*Source passage*
====
Knowing that, you can imagine why my heart was pounding out of my chest when I felt God nudging me to walk across a jail cell and hug L's mom the first time we met. You can also imagine my surprise when she received it and wept on my shoulder like I was her friend, not her enemy.
How was it possible that I immediately cared about her and wanted her to succeed while I held her newborn baby in my arms?
God. That's the only way it was possible. That's the work of His Spirit. His grace.
Without Him I never would have walked over there and hugged her and I would have been indignant about why this baby was in foster care. L's parents didn't respond to us like I expected either. They have never been mean. I am SO THANKFUL. They just have deep strongholds and make terrible choices. If I gave you a summary I doubt you would find it difficult to dismiss their parenting capabilities. Given their huge obstacles it might seem virtually hopeless that their lives will ever turn around.
I have wrestled with what I believe about how far God's arm is able to reach to save someone. I have been confronted with whether I believe that a drug addict's life is as valuable as mine. Do I believe God loves them like He loves me? Would I have made different choices if I had been in their shoes since childhood? The answer is humbling. I have no confidence that I would have done any better if I had been dealt the same hand. Without much grace, good parenting, and wonderful support systems in my life I cannot predict what my life would have looked like. I am more thankful than ever for all of those things (thank you for the millionth time, Mom and Dad). When I get to know people who have had a really hard life I can feel guilty for that. Or I could just try to insulate myself from said people so I don't have to wrestle with these feelings. Instead, I am convinced that God didn't protect my life just for me. He has worked in my life and given me so much grace so that I can be whole enough to help others. I want them to know Him and His grace that has redeemed my life.
In the few months that we had with L's mom around I felt such purpose. I felt empowered by the Spirit to love her. We honestly had a good relationship.
Did I have moments where I was frustrated with her? YES. I remember I hit the wall in September when I felt like I was being asked to work twice as hard while she was giving almost no effort. God came to me again and reminded me that He did that for us...only much more. While I was yet a sinner and my heart was still cold toward Him, He loved me still. He took my punishment so I could be healed. This was an opportunity to enter into a new understanding of the depths of His love. I don't always feel like embracing these opportunities though. I felt tired and it didn't feel fair. I felt sorry for myself for a little bit and then pressed on. I had to. I needed to.
I didn't know how things would play out. I didn't know how long God would ask me to keep wanting reunification for L and her parents. At what point do you stop working for something you have laid your heart on the line for?
I sought the wisdom of a veteran foster mom (Lisa Johnson) who had been supportive of my desire to see her mom overcome her demons and get her life together. We've never met in person, but across the miles I know she is a kindred spirit. My question was, "At what point in your case did you know it was time to stop wanting reunification? How do you know it's time to stop fighting for that in your heart?" Her answer could be likened to the one you would get if you had asked her how you know when you're in love. She said, "You'll just know." No formula. No checklist. Okay, then.
====
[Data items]

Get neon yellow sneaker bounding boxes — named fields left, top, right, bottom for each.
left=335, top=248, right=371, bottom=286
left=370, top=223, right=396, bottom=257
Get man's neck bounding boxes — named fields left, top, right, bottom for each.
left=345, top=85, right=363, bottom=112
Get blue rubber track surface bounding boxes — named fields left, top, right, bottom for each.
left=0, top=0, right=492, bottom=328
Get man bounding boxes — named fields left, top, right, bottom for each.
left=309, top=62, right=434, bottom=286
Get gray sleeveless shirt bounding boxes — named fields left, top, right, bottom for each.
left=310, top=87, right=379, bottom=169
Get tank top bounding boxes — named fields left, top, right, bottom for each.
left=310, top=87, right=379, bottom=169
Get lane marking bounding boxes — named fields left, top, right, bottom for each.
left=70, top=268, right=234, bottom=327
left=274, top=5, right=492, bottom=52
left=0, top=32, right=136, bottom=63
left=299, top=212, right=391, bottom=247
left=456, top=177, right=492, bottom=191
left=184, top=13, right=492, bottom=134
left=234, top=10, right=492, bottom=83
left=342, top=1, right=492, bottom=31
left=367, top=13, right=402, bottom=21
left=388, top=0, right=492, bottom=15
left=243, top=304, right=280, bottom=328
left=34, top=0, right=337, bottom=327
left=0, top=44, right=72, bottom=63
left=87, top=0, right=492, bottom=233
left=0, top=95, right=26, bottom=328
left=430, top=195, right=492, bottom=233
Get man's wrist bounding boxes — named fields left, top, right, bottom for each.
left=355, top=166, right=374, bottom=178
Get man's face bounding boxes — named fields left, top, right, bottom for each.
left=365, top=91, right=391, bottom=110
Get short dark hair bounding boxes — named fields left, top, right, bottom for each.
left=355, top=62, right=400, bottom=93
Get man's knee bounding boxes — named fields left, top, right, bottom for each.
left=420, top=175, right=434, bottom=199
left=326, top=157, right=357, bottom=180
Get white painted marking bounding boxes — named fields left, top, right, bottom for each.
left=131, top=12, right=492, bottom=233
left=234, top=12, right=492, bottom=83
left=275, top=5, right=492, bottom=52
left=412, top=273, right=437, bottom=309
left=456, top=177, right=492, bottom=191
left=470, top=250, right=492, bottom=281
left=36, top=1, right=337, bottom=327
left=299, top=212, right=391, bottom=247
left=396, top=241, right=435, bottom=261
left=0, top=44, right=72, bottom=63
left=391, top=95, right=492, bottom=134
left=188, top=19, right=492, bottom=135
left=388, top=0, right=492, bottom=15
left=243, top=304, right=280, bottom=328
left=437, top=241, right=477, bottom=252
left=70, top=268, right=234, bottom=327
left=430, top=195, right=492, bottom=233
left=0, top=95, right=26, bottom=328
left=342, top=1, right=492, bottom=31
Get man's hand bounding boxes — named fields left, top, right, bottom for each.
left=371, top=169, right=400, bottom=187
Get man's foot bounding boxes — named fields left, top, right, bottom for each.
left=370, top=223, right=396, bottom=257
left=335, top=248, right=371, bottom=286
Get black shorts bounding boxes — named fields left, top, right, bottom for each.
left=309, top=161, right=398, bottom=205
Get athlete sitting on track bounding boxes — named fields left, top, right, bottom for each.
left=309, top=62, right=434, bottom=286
====
*Problems to work on*
1) Repeat the part of the foster care passage that opens with the words containing "Knowing that, you" and closes with "in my arms?", copying it word for word.
2) The foster care passage names the things in the writer's life without which the writer cannot predict how that life would have turned out. List all of them.

*Outputs in order*
1)
Knowing that, you can imagine why my heart was pounding out of my chest when I felt God nudging me to walk across a jail cell and hug L's mom the first time we met. You can also imagine my surprise when she received it and wept on my shoulder like I was her friend, not her enemy.
How was it possible that I immediately cared about her and wanted her to succeed while I held her newborn baby in my arms?

2)
- much grace
- good parenting
- wonderful support systems